__指示__. 以下の記録の全行を、空行を除いて番号付きリストにして出してください。

---------- 記録一覧 ----------

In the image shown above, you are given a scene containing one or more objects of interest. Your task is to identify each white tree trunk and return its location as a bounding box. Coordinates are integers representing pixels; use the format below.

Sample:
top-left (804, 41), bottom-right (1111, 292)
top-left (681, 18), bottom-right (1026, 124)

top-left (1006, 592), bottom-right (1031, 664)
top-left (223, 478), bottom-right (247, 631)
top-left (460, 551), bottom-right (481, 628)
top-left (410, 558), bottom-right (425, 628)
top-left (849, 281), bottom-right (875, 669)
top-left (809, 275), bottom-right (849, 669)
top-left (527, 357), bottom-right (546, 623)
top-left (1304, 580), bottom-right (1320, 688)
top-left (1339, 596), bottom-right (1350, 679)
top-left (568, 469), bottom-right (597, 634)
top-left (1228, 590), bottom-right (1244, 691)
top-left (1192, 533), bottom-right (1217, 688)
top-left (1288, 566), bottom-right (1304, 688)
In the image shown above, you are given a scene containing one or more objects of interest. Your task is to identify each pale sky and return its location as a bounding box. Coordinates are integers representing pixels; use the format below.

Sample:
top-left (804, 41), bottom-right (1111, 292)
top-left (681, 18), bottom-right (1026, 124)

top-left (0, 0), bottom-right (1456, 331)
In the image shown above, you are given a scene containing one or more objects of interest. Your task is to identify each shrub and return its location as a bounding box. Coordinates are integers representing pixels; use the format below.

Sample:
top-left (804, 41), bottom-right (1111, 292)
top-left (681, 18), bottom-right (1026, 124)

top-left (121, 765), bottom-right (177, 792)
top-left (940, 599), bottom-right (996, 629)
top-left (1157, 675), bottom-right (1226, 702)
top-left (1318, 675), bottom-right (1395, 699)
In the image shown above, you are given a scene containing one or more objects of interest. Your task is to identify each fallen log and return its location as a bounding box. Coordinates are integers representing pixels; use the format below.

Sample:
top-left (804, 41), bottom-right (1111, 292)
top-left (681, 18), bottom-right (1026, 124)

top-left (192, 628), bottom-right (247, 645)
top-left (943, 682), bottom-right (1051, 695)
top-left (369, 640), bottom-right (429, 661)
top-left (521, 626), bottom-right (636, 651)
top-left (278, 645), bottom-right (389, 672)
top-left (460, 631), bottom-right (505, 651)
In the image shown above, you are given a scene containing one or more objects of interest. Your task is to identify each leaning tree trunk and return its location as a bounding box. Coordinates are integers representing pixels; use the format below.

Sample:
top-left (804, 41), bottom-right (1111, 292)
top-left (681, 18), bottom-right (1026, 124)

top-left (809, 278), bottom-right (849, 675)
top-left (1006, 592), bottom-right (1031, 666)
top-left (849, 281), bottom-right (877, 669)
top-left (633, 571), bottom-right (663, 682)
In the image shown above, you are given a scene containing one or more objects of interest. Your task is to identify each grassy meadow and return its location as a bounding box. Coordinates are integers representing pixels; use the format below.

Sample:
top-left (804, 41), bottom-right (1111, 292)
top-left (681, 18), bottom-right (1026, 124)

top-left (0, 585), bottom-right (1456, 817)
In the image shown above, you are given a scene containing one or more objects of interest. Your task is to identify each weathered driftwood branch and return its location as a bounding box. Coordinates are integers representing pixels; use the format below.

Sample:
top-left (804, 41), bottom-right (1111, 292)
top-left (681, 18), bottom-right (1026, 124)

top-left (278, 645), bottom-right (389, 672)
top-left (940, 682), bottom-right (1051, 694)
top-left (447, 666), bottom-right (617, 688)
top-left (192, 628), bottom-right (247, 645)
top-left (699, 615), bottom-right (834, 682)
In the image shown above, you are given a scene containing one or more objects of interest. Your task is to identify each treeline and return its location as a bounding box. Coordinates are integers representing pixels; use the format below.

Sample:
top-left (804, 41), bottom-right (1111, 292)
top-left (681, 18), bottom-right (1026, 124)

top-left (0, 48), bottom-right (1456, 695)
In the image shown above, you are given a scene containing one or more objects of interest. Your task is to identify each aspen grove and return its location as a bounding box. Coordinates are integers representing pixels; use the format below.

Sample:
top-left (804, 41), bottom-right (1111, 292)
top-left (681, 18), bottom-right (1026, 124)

----------

__以下が解答__.
1. In the image shown above, you are given a scene containing one or more objects of interest. Your task is to identify each white tree trunk and return its location as a bounding box. Coordinates are integers representing pixels; use the format below.
2. Sample:
3. top-left (804, 41), bottom-right (1111, 292)
4. top-left (681, 18), bottom-right (1026, 124)
5. top-left (1006, 592), bottom-right (1031, 664)
6. top-left (223, 478), bottom-right (247, 631)
7. top-left (460, 551), bottom-right (481, 628)
8. top-left (410, 558), bottom-right (425, 628)
9. top-left (849, 281), bottom-right (875, 669)
10. top-left (809, 275), bottom-right (849, 669)
11. top-left (527, 357), bottom-right (546, 623)
12. top-left (1304, 580), bottom-right (1320, 688)
13. top-left (1339, 596), bottom-right (1350, 679)
14. top-left (568, 469), bottom-right (597, 634)
15. top-left (1228, 590), bottom-right (1244, 691)
16. top-left (1192, 533), bottom-right (1217, 688)
17. top-left (1288, 566), bottom-right (1304, 688)
18. In the image shown above, you are given a scene containing one or more objects of interest. Your task is to identify each pale sky and return its location as a bounding box. Coordinates are integers representing pixels; use the format below.
19. Sample:
20. top-left (804, 41), bottom-right (1111, 292)
21. top-left (681, 18), bottom-right (1026, 124)
22. top-left (0, 0), bottom-right (1456, 331)
23. In the image shown above, you are given a scene containing one or more objects of interest. Your task is to identify each shrub and return its location as a bounding box. Coordinates are integers representing pixels; use the format below.
24. Sample:
25. top-left (804, 41), bottom-right (1111, 292)
26. top-left (681, 18), bottom-right (1026, 124)
27. top-left (121, 765), bottom-right (177, 792)
28. top-left (940, 599), bottom-right (996, 629)
29. top-left (1157, 675), bottom-right (1226, 702)
30. top-left (1318, 675), bottom-right (1395, 699)
31. In the image shown above, you are given a scene containing one or more objects of interest. Your task is to identify each fallen log and return its location as a bounding box. Coordinates are integers representing pixels; use the format below.
32. Sample:
33. top-left (804, 41), bottom-right (1111, 292)
34. top-left (681, 18), bottom-right (1026, 124)
35. top-left (192, 628), bottom-right (247, 645)
36. top-left (943, 682), bottom-right (1051, 695)
37. top-left (369, 640), bottom-right (429, 661)
38. top-left (521, 626), bottom-right (636, 651)
39. top-left (278, 645), bottom-right (389, 672)
40. top-left (460, 631), bottom-right (505, 651)
41. In the image shown above, you are given a scene containing one or more objects of interest. Your task is to identify each leaning tree trunk and return its location as a bounding box. Coordinates are integers representing pixels; use the format below.
42. Sample:
43. top-left (804, 41), bottom-right (1111, 292)
44. top-left (681, 18), bottom-right (1026, 124)
45. top-left (809, 278), bottom-right (849, 675)
46. top-left (1006, 592), bottom-right (1031, 666)
47. top-left (849, 281), bottom-right (877, 669)
48. top-left (633, 571), bottom-right (663, 682)
49. In the image shown above, you are given a scene containing one or more objects of interest. Your task is to identify each grassy meadow and return its location as a bounding box. Coordinates are integers representing pixels; use the format below.
50. Sample:
51. top-left (804, 41), bottom-right (1111, 292)
52. top-left (681, 18), bottom-right (1026, 124)
53. top-left (0, 585), bottom-right (1456, 817)
54. In the image shown above, you are given a scene containing one or more objects of interest. Your task is to identify each weathered driftwood branch and return its location as a bounding box. Coordinates are integers representing pixels; use the format below.
55. Sample:
56. top-left (804, 41), bottom-right (1111, 292)
57. top-left (681, 18), bottom-right (1026, 124)
58. top-left (278, 645), bottom-right (389, 672)
59. top-left (940, 682), bottom-right (1051, 694)
60. top-left (447, 666), bottom-right (617, 688)
61. top-left (192, 628), bottom-right (247, 645)
62. top-left (699, 615), bottom-right (834, 682)
63. In the image shown above, you are given a scene containing one or more objects of interest. Your task is to identify each treeline and return its location as a bounding box. Coordinates are integers representing pixels; use the format below.
64. Sample:
65. top-left (804, 41), bottom-right (1111, 292)
66. top-left (681, 18), bottom-right (1026, 124)
67. top-left (0, 48), bottom-right (1456, 695)
68. In the image shown above, you are given a scene containing one or more objects of interest. Your task is to identify each aspen grove and return its location as a bounding box. Coordinates are integers representing pixels; use the format below.
69. Sample:
70. top-left (804, 41), bottom-right (1111, 292)
71. top-left (681, 18), bottom-right (1026, 124)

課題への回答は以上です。